What is required - Reproduce the passage of the chicken curry steps from "Add in the minced garlic" up to and including "for a while.".

Excerpt -
>>>>>

Cut the cleaned chicken thighs into bite size and prepare to marinate them with tumeric powder and salt.
Mix the chicken, tumeric powder and salt together and set aside to marinade for at least 30 minutes.
Prepare all other ingredients needed to cook the chicken curry.
Heat 2 tablespoon oil ( or less ) in a pressure cooker.
Add in the minced garlic before the oil gets hot. A few seconds later, add in the minced ginger and stir fry until aromatic.
Then add in the thinly sliced onions and continue to fry till the onions are softened.
Next, add in the marinated chicken and continue to fry until the chicken turns white over medium high heat.
Then add in the coriander powder, paprika, garam masala and cracked black pepper.
Toss to coat the chicken and cook the spices.
When the oil separates, add in chopped tomatoes and seeds of cardamom. Cook for a while.

<<<<<

Records provided -
>>>>>

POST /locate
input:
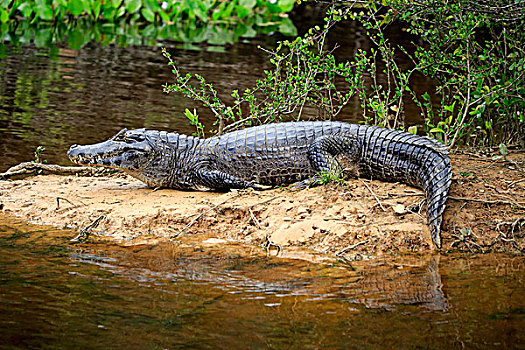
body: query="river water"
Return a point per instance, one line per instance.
(55, 295)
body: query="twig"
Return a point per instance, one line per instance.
(64, 199)
(270, 244)
(353, 246)
(263, 202)
(518, 204)
(254, 218)
(84, 233)
(373, 194)
(29, 168)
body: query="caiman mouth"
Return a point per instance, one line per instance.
(94, 160)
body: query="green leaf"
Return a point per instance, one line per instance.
(76, 7)
(503, 149)
(247, 4)
(116, 3)
(96, 8)
(286, 5)
(26, 9)
(4, 16)
(133, 5)
(44, 11)
(148, 14)
(287, 27)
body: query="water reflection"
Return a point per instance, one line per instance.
(183, 295)
(67, 96)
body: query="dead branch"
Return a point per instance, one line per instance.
(373, 194)
(84, 233)
(518, 204)
(190, 224)
(29, 168)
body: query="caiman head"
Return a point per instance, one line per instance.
(132, 151)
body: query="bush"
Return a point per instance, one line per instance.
(473, 50)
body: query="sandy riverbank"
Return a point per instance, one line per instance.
(358, 218)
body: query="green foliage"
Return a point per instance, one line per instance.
(475, 51)
(168, 11)
(472, 49)
(217, 22)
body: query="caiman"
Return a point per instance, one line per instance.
(299, 153)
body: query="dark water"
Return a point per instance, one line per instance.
(57, 97)
(57, 296)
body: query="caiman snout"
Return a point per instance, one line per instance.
(71, 150)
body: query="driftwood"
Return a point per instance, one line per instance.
(30, 168)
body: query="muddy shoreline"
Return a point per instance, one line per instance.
(357, 219)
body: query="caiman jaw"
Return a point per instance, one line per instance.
(92, 160)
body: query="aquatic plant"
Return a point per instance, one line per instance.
(472, 50)
(130, 22)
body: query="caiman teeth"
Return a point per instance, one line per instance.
(95, 159)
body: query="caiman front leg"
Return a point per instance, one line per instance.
(217, 180)
(326, 155)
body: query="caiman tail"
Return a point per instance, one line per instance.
(420, 161)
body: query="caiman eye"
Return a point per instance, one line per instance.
(121, 135)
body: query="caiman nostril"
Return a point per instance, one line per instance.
(71, 149)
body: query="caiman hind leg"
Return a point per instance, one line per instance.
(331, 157)
(220, 181)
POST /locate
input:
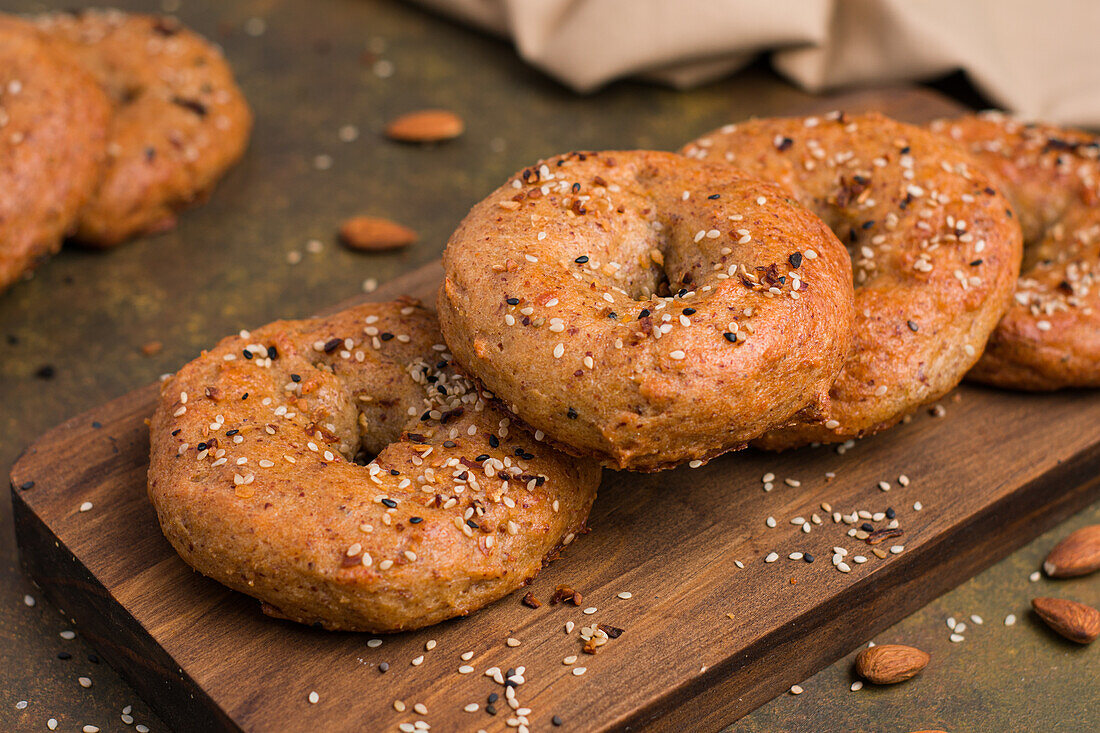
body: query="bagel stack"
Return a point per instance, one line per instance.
(782, 282)
(109, 124)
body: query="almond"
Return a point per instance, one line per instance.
(1075, 621)
(426, 126)
(889, 664)
(374, 234)
(1076, 555)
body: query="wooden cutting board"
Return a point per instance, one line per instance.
(711, 628)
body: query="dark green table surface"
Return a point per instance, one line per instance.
(72, 337)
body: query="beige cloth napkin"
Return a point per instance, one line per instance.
(1040, 58)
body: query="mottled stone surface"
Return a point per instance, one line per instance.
(312, 70)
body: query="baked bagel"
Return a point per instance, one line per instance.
(645, 308)
(255, 480)
(934, 247)
(179, 118)
(53, 133)
(1051, 336)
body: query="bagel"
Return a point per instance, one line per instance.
(53, 132)
(645, 308)
(255, 483)
(934, 247)
(1051, 336)
(179, 119)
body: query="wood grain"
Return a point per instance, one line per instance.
(204, 655)
(705, 641)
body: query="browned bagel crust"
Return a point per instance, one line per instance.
(549, 298)
(179, 118)
(934, 248)
(253, 479)
(1051, 336)
(53, 132)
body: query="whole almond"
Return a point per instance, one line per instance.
(889, 664)
(1075, 621)
(374, 234)
(1076, 555)
(426, 126)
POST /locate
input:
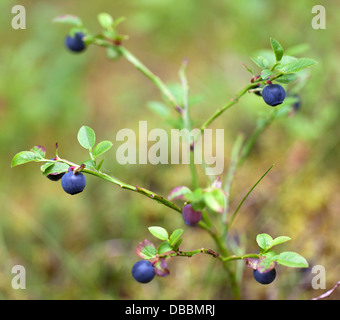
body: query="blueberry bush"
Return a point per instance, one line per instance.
(274, 77)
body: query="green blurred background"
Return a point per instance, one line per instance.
(83, 247)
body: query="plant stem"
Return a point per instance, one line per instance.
(187, 121)
(123, 185)
(190, 253)
(227, 106)
(245, 197)
(150, 75)
(234, 257)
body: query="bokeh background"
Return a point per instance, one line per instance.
(83, 247)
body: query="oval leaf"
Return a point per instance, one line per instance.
(86, 137)
(264, 241)
(298, 65)
(277, 48)
(215, 200)
(178, 193)
(69, 19)
(280, 240)
(146, 250)
(101, 147)
(24, 157)
(55, 168)
(159, 233)
(164, 247)
(176, 234)
(292, 259)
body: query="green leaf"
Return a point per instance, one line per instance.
(159, 109)
(112, 53)
(177, 244)
(101, 147)
(298, 65)
(176, 234)
(146, 250)
(215, 200)
(298, 49)
(39, 151)
(287, 78)
(159, 233)
(292, 259)
(86, 137)
(24, 157)
(178, 193)
(266, 264)
(266, 73)
(46, 165)
(260, 62)
(57, 167)
(277, 49)
(247, 68)
(264, 241)
(69, 19)
(105, 20)
(279, 240)
(164, 247)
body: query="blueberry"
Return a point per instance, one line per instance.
(297, 104)
(73, 183)
(143, 271)
(76, 43)
(55, 176)
(190, 216)
(273, 94)
(265, 277)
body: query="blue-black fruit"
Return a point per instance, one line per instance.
(76, 43)
(55, 176)
(143, 271)
(73, 183)
(273, 94)
(265, 277)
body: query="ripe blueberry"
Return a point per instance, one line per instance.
(55, 176)
(273, 94)
(143, 271)
(190, 216)
(265, 277)
(73, 183)
(76, 43)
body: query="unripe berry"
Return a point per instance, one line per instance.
(273, 94)
(190, 216)
(73, 183)
(265, 277)
(76, 43)
(143, 271)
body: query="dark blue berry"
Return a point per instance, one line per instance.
(55, 176)
(73, 183)
(265, 277)
(143, 271)
(297, 104)
(190, 216)
(76, 43)
(273, 94)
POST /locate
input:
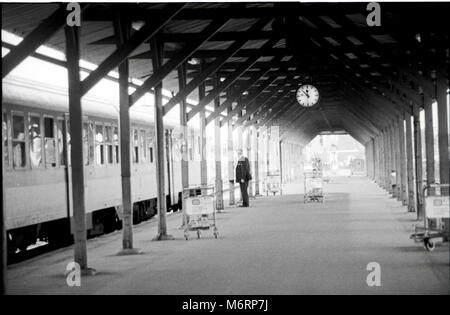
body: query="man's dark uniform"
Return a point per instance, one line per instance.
(243, 172)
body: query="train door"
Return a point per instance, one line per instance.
(169, 167)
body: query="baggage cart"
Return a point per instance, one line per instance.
(273, 184)
(199, 211)
(313, 185)
(436, 207)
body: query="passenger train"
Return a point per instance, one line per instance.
(37, 173)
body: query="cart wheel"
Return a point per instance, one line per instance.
(429, 244)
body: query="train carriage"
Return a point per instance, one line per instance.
(37, 174)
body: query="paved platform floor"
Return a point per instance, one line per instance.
(277, 246)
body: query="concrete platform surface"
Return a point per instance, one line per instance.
(277, 246)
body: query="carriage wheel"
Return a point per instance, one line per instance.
(429, 244)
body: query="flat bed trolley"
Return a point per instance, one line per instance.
(437, 208)
(199, 211)
(313, 187)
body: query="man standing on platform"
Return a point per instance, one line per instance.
(243, 176)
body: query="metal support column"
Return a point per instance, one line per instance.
(443, 118)
(3, 244)
(397, 155)
(410, 163)
(257, 155)
(418, 164)
(122, 29)
(403, 164)
(387, 159)
(157, 49)
(250, 158)
(76, 153)
(218, 157)
(231, 177)
(202, 120)
(429, 138)
(182, 77)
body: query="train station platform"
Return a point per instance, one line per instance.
(277, 246)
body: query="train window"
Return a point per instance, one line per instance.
(149, 138)
(49, 142)
(142, 146)
(135, 146)
(5, 140)
(60, 139)
(116, 144)
(99, 146)
(91, 137)
(34, 132)
(68, 142)
(85, 144)
(18, 141)
(109, 146)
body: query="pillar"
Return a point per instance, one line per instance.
(429, 139)
(410, 163)
(202, 118)
(157, 57)
(443, 117)
(398, 166)
(403, 162)
(418, 164)
(182, 76)
(122, 29)
(76, 152)
(231, 173)
(256, 175)
(218, 158)
(250, 157)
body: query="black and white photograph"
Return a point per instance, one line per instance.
(224, 153)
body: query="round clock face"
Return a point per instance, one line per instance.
(307, 95)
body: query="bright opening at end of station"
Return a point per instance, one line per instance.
(339, 154)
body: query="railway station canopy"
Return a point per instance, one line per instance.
(370, 65)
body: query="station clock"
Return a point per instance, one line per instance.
(307, 95)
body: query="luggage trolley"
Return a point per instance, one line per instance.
(436, 207)
(313, 187)
(273, 184)
(199, 211)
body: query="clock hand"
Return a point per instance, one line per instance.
(306, 94)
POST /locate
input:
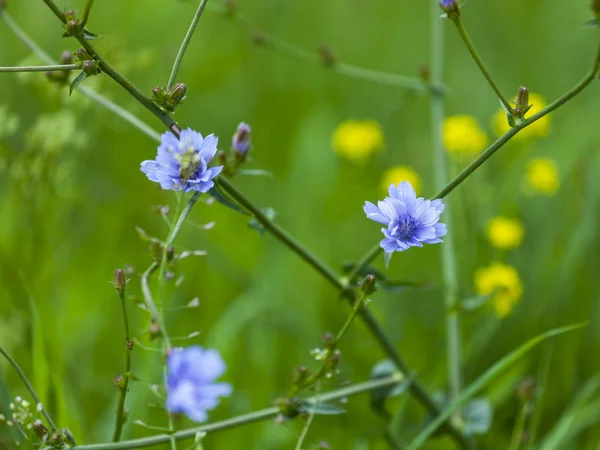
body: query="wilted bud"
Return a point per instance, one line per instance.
(40, 430)
(526, 389)
(177, 94)
(368, 286)
(120, 281)
(327, 55)
(300, 375)
(66, 57)
(241, 138)
(522, 102)
(451, 8)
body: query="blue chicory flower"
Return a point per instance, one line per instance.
(182, 164)
(191, 387)
(410, 221)
(241, 139)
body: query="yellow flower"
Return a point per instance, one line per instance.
(505, 233)
(463, 137)
(539, 128)
(542, 176)
(503, 282)
(401, 173)
(357, 140)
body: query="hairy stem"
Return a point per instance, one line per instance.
(257, 416)
(53, 68)
(184, 44)
(453, 350)
(29, 387)
(120, 418)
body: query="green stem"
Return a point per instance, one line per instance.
(486, 73)
(29, 387)
(113, 107)
(302, 56)
(283, 235)
(120, 419)
(257, 416)
(53, 68)
(453, 350)
(56, 10)
(184, 44)
(86, 12)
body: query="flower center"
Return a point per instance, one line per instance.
(405, 226)
(189, 161)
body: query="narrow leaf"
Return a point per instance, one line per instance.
(486, 379)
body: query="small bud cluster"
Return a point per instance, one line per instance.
(169, 99)
(240, 146)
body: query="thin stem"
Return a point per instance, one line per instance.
(29, 387)
(184, 44)
(120, 419)
(56, 10)
(283, 235)
(453, 350)
(302, 56)
(257, 416)
(86, 12)
(486, 73)
(108, 104)
(308, 422)
(53, 68)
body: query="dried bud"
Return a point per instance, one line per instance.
(177, 94)
(66, 57)
(241, 139)
(451, 8)
(259, 38)
(368, 286)
(40, 430)
(120, 281)
(526, 389)
(327, 55)
(522, 102)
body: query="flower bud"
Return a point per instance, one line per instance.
(90, 67)
(522, 102)
(177, 94)
(241, 139)
(526, 389)
(451, 8)
(327, 55)
(368, 286)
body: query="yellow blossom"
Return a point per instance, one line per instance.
(463, 137)
(397, 174)
(357, 140)
(539, 128)
(503, 282)
(505, 233)
(542, 176)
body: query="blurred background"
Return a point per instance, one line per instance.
(525, 225)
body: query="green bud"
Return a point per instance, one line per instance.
(522, 102)
(368, 286)
(176, 94)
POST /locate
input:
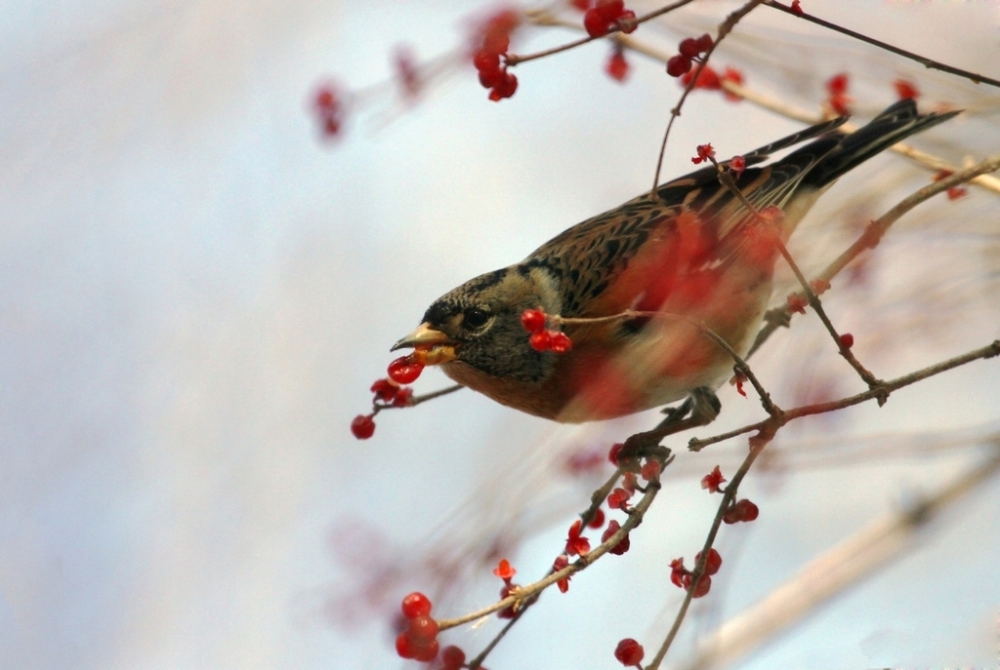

<<<<<

Output below -
Add in the minced garlic before the oil gets hot. A few seconds later, add in the minced ginger and stir fry until aromatic.
Then add in the thinly sliced onions and continue to fry till the onions are softened.
Next, add in the marinated chicken and continue to fry until the chicken turns white over medium high heat.
Then add in the coriander powder, paprika, garam masala and cracked black pepper.
Toss to coat the chicken and cook the spices.
When the oil separates, add in chopped tomatoes and seeds of cardamom. Cook for a while.